• [Request] Revise the records below so that every "bounding box" becomes "rectangle", with everything else left unchanged.

• [Supplied material]
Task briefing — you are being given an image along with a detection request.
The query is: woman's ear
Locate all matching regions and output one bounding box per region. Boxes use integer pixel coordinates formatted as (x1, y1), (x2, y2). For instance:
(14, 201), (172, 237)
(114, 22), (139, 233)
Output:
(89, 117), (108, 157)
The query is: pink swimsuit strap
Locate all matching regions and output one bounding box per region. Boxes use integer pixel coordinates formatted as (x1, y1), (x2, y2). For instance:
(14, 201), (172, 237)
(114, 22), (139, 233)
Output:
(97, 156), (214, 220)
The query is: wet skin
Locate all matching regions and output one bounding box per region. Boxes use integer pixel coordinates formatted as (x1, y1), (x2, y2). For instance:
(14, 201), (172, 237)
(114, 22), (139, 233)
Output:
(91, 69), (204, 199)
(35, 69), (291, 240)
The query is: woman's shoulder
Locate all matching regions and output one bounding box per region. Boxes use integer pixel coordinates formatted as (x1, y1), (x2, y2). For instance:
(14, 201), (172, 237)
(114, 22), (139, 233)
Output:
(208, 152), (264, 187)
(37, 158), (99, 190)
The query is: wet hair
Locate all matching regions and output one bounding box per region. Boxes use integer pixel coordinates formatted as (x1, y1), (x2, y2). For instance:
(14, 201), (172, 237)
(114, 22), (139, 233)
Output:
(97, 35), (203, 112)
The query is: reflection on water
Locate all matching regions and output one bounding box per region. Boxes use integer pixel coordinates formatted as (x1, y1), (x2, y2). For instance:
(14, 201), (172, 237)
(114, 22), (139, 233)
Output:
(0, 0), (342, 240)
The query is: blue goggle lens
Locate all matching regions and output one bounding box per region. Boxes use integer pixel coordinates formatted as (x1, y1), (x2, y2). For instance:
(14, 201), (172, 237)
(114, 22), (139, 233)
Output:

• [Written response]
Task briefing — you are being given an image along with a detection request.
The query is: woman's ear
Locate all matching regions and output one rectangle per region. Boxes use integer pixel coordinates formatted as (x1, y1), (x2, y2). For instance:
(14, 201), (172, 237)
(114, 22), (139, 233)
Output:
(89, 117), (108, 157)
The query is: pink swimsuit strap
Locate all matching regions and output one rectangle per region. Boxes use integer pixel coordinates formatted as (x1, y1), (x2, y2). For instance:
(14, 201), (172, 237)
(114, 22), (139, 233)
Output:
(97, 156), (214, 220)
The query is: wet skin
Locate all matching regions and output one rectangle per region. Boxes use integer pixel coordinates formatted as (x1, y1), (x2, y2). For instance:
(14, 201), (172, 237)
(114, 22), (139, 233)
Output:
(91, 69), (204, 199)
(35, 69), (291, 240)
The query is: woman's shoulder
Locate all matching regions and output one rectangle per region. Boxes use integer pixel coordinates formatted as (x1, y1), (x2, y2). For instance:
(14, 201), (172, 237)
(114, 22), (139, 233)
Output:
(208, 152), (264, 187)
(37, 158), (99, 190)
The query is: wet hair
Locate all matching regions and output one rectangle per region. Boxes use integer pixel coordinates formatted as (x1, y1), (x2, y2). For instance:
(14, 201), (172, 237)
(114, 22), (139, 233)
Output:
(97, 35), (203, 112)
The query is: reflection on water
Locate all matching regions and output one rectangle per region. Boxes use integer pixel coordinates formatted as (x1, y1), (x2, y2). For instance:
(14, 201), (172, 237)
(114, 22), (139, 233)
Output:
(0, 0), (342, 240)
The query is: blue goggle lens
Locate all matching regions and output one rectangle per region. Boxes use integer pixel coordinates formatted as (x1, y1), (x2, y2). For instance:
(14, 201), (172, 237)
(114, 22), (139, 233)
Output:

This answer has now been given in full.